[Input records]:

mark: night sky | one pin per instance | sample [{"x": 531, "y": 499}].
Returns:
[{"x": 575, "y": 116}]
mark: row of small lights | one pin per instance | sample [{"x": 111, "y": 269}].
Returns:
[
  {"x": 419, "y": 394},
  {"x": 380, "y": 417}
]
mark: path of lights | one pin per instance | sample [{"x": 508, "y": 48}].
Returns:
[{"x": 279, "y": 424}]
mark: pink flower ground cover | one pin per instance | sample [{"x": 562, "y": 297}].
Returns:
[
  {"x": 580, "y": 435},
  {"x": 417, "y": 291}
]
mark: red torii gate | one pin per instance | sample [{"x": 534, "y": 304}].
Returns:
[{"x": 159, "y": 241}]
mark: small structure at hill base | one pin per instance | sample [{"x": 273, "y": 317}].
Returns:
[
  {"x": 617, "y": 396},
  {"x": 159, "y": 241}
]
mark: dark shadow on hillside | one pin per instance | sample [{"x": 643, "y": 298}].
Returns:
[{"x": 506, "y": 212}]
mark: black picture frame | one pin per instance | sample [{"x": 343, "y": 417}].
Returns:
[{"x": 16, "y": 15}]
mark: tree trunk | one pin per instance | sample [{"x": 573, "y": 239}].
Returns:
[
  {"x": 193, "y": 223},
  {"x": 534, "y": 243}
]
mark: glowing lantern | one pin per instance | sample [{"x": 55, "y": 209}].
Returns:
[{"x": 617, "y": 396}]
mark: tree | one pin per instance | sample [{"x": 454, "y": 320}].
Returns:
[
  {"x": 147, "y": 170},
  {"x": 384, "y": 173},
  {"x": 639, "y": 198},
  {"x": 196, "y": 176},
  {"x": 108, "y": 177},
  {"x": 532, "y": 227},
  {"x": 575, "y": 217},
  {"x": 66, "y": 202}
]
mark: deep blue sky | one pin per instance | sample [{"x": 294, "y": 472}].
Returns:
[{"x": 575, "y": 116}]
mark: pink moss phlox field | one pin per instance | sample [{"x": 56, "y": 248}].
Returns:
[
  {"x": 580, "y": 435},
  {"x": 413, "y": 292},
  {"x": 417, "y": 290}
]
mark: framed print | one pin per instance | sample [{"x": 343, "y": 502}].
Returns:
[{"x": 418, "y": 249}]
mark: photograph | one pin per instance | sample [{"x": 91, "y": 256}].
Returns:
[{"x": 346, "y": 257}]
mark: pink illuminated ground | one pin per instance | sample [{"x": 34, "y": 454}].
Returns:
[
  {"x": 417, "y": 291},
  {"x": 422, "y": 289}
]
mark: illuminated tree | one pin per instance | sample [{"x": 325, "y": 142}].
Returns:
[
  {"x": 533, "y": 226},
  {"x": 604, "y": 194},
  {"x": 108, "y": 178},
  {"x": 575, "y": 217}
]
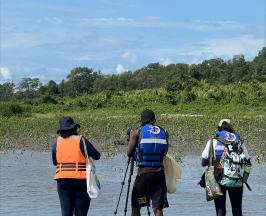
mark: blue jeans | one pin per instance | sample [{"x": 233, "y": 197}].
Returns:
[
  {"x": 235, "y": 195},
  {"x": 73, "y": 197}
]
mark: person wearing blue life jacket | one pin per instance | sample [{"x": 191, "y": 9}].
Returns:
[
  {"x": 148, "y": 144},
  {"x": 230, "y": 156},
  {"x": 68, "y": 155}
]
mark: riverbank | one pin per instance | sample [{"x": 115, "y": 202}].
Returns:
[
  {"x": 107, "y": 128},
  {"x": 31, "y": 181}
]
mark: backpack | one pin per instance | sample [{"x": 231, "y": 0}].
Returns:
[{"x": 232, "y": 161}]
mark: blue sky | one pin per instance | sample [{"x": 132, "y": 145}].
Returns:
[{"x": 48, "y": 38}]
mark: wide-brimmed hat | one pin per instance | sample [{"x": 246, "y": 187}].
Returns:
[
  {"x": 147, "y": 116},
  {"x": 224, "y": 120},
  {"x": 66, "y": 123}
]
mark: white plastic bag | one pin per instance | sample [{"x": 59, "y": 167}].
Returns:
[
  {"x": 172, "y": 172},
  {"x": 93, "y": 183}
]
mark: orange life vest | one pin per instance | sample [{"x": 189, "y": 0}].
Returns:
[{"x": 70, "y": 161}]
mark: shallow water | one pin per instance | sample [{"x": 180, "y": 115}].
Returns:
[{"x": 27, "y": 187}]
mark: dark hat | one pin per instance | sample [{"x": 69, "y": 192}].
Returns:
[
  {"x": 147, "y": 116},
  {"x": 67, "y": 123}
]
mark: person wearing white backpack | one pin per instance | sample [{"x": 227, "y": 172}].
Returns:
[{"x": 69, "y": 157}]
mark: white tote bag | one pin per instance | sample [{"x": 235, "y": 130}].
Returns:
[
  {"x": 93, "y": 183},
  {"x": 172, "y": 172}
]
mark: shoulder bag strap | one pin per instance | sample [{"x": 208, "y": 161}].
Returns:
[{"x": 85, "y": 148}]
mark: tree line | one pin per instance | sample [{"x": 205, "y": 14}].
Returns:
[{"x": 173, "y": 78}]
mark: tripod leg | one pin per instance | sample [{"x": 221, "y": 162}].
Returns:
[
  {"x": 129, "y": 181},
  {"x": 148, "y": 209},
  {"x": 123, "y": 183}
]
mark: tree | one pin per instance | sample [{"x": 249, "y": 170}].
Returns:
[
  {"x": 258, "y": 66},
  {"x": 29, "y": 86},
  {"x": 52, "y": 88},
  {"x": 81, "y": 80},
  {"x": 7, "y": 90}
]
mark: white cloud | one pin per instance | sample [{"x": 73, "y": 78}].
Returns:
[
  {"x": 166, "y": 61},
  {"x": 158, "y": 22},
  {"x": 130, "y": 57},
  {"x": 226, "y": 47},
  {"x": 120, "y": 69},
  {"x": 5, "y": 73},
  {"x": 53, "y": 20}
]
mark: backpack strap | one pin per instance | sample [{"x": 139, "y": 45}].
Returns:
[{"x": 211, "y": 157}]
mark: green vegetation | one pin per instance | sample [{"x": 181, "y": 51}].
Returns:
[{"x": 189, "y": 100}]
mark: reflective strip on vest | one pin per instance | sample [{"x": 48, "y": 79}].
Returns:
[
  {"x": 157, "y": 141},
  {"x": 152, "y": 147},
  {"x": 70, "y": 161}
]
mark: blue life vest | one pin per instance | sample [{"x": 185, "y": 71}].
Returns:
[
  {"x": 152, "y": 147},
  {"x": 223, "y": 138}
]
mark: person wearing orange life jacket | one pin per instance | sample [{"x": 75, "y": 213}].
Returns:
[
  {"x": 68, "y": 156},
  {"x": 149, "y": 145}
]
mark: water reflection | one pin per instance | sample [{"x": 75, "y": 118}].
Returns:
[{"x": 27, "y": 187}]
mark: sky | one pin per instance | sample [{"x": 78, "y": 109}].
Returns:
[{"x": 48, "y": 38}]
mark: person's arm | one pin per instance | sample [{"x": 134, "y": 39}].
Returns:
[
  {"x": 54, "y": 153},
  {"x": 92, "y": 151},
  {"x": 205, "y": 155},
  {"x": 133, "y": 141}
]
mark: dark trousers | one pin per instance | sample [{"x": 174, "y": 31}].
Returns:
[
  {"x": 235, "y": 195},
  {"x": 73, "y": 197}
]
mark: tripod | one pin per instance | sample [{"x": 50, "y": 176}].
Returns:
[{"x": 131, "y": 162}]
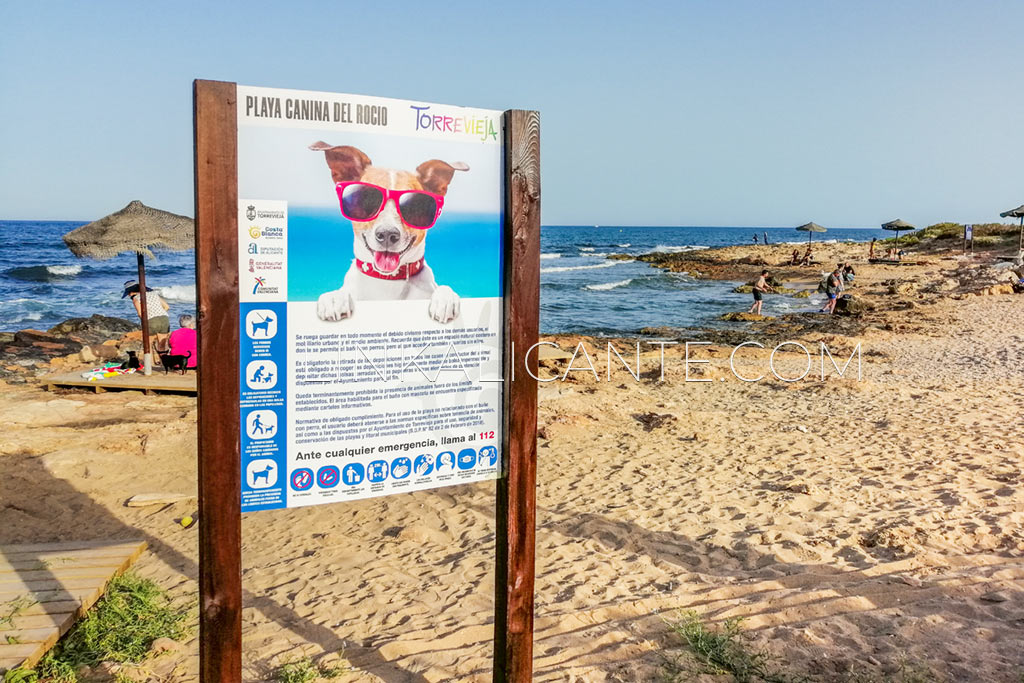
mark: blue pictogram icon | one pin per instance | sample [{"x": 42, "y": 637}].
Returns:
[
  {"x": 467, "y": 459},
  {"x": 445, "y": 462},
  {"x": 328, "y": 476},
  {"x": 400, "y": 467},
  {"x": 487, "y": 456},
  {"x": 353, "y": 474},
  {"x": 377, "y": 471},
  {"x": 302, "y": 478},
  {"x": 423, "y": 465}
]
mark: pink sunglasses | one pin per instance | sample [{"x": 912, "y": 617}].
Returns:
[{"x": 363, "y": 201}]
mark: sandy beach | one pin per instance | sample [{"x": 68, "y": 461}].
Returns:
[{"x": 857, "y": 525}]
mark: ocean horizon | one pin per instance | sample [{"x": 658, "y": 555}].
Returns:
[{"x": 582, "y": 292}]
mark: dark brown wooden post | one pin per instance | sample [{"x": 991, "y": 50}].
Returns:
[
  {"x": 516, "y": 505},
  {"x": 219, "y": 472}
]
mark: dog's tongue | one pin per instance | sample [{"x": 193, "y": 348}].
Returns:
[{"x": 386, "y": 261}]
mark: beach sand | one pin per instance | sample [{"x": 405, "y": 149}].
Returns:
[{"x": 854, "y": 524}]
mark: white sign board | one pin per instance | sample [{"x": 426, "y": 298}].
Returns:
[{"x": 370, "y": 282}]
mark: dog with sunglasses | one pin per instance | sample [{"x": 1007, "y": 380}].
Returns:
[{"x": 391, "y": 212}]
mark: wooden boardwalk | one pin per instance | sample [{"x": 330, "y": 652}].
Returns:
[
  {"x": 158, "y": 381},
  {"x": 45, "y": 588}
]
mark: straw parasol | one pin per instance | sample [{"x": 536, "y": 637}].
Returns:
[
  {"x": 135, "y": 228},
  {"x": 1017, "y": 213},
  {"x": 897, "y": 226},
  {"x": 811, "y": 228}
]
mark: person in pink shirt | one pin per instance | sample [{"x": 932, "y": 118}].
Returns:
[{"x": 183, "y": 340}]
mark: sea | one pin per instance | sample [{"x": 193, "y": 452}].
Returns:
[{"x": 582, "y": 291}]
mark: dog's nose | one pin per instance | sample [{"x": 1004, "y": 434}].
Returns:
[{"x": 387, "y": 236}]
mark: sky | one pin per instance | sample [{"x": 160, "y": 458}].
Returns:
[{"x": 684, "y": 113}]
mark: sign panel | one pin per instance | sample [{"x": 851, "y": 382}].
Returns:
[{"x": 370, "y": 276}]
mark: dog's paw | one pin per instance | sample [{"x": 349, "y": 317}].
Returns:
[
  {"x": 335, "y": 305},
  {"x": 443, "y": 304}
]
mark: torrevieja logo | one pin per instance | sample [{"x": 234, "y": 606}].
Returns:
[{"x": 480, "y": 127}]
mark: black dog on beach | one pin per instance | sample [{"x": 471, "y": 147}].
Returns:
[{"x": 170, "y": 361}]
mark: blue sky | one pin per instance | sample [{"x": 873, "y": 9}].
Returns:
[{"x": 675, "y": 113}]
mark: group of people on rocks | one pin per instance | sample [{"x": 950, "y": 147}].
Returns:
[{"x": 182, "y": 341}]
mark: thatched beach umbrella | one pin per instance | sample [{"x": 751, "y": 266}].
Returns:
[
  {"x": 897, "y": 226},
  {"x": 811, "y": 228},
  {"x": 135, "y": 228},
  {"x": 1017, "y": 213}
]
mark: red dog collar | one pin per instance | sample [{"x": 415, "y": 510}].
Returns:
[{"x": 404, "y": 271}]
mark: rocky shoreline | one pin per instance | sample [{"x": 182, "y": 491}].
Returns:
[{"x": 28, "y": 354}]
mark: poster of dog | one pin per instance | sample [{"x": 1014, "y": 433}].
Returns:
[{"x": 371, "y": 276}]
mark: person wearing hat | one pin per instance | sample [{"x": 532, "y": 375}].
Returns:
[{"x": 156, "y": 309}]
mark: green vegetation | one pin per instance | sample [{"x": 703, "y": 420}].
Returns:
[
  {"x": 122, "y": 626},
  {"x": 13, "y": 607},
  {"x": 722, "y": 651},
  {"x": 305, "y": 671}
]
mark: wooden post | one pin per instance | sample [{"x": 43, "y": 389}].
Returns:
[
  {"x": 215, "y": 118},
  {"x": 516, "y": 504}
]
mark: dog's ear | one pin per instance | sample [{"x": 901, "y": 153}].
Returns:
[
  {"x": 345, "y": 163},
  {"x": 435, "y": 174}
]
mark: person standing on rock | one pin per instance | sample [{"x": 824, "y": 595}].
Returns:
[
  {"x": 156, "y": 309},
  {"x": 833, "y": 285},
  {"x": 760, "y": 289}
]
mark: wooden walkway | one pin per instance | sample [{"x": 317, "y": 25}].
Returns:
[
  {"x": 158, "y": 381},
  {"x": 45, "y": 588}
]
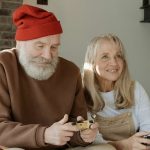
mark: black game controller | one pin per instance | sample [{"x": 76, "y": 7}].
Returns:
[
  {"x": 146, "y": 137},
  {"x": 83, "y": 125}
]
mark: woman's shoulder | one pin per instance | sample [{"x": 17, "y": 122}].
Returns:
[{"x": 140, "y": 94}]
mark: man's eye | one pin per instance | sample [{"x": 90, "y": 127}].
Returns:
[
  {"x": 54, "y": 47},
  {"x": 119, "y": 56},
  {"x": 40, "y": 46}
]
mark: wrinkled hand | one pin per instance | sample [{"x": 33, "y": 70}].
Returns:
[
  {"x": 135, "y": 142},
  {"x": 88, "y": 135},
  {"x": 60, "y": 132}
]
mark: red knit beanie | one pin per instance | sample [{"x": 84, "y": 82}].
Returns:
[{"x": 33, "y": 22}]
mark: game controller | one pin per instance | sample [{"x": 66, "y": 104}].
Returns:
[
  {"x": 83, "y": 125},
  {"x": 146, "y": 137}
]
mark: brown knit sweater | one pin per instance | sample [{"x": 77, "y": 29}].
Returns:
[{"x": 28, "y": 106}]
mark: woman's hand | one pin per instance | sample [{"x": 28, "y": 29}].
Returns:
[
  {"x": 88, "y": 135},
  {"x": 135, "y": 142}
]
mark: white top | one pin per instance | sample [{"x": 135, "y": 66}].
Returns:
[{"x": 140, "y": 111}]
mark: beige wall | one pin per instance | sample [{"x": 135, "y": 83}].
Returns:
[{"x": 83, "y": 19}]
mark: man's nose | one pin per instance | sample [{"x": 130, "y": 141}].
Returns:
[{"x": 47, "y": 54}]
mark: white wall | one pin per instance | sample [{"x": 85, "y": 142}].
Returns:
[{"x": 84, "y": 19}]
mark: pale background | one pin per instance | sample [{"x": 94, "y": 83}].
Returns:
[{"x": 83, "y": 19}]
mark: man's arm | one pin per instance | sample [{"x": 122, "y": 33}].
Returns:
[{"x": 16, "y": 134}]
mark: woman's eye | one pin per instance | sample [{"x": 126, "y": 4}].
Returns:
[
  {"x": 105, "y": 57},
  {"x": 119, "y": 56},
  {"x": 40, "y": 46}
]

[Requirements]: Everything from the line containing "mark: red knit" through the final line of the listing, inclusive, must be reproduced exactly; leave out the rest.

[Completed task]:
mark: red knit beanie | one pin per instance | sample [{"x": 84, "y": 82}].
Returns:
[{"x": 33, "y": 22}]
mark: game controller | one pin per instance | sample [{"x": 66, "y": 104}].
Returns:
[
  {"x": 83, "y": 125},
  {"x": 146, "y": 137}
]
mark: brown knit sweater | one pin per instance | sample [{"x": 77, "y": 29}].
Returns:
[{"x": 28, "y": 106}]
mark: woman's hand | one pin per instance | sample [{"x": 28, "y": 29}].
Returns:
[
  {"x": 88, "y": 135},
  {"x": 135, "y": 142}
]
mark: white top | one pin per instance | sample [{"x": 135, "y": 66}].
Returns:
[{"x": 140, "y": 111}]
mark: beige wall | one pin per instance | sample [{"x": 135, "y": 83}].
Returns:
[{"x": 83, "y": 19}]
mark: man's nose | one pin per instance | sample [{"x": 130, "y": 141}].
Returns:
[{"x": 47, "y": 54}]
mark: white wall | one pin per instance | sample [{"x": 85, "y": 142}].
Returns:
[{"x": 84, "y": 19}]
mark: pale background | one pin per instance | sample [{"x": 94, "y": 83}].
Returns:
[{"x": 83, "y": 19}]
mark: man's arm | one pin per instance | sample [{"x": 122, "y": 33}].
Returns:
[{"x": 16, "y": 134}]
mark: woman's eye | one pin per instance | sample [{"x": 126, "y": 4}].
Returns:
[
  {"x": 105, "y": 57},
  {"x": 119, "y": 56},
  {"x": 40, "y": 46}
]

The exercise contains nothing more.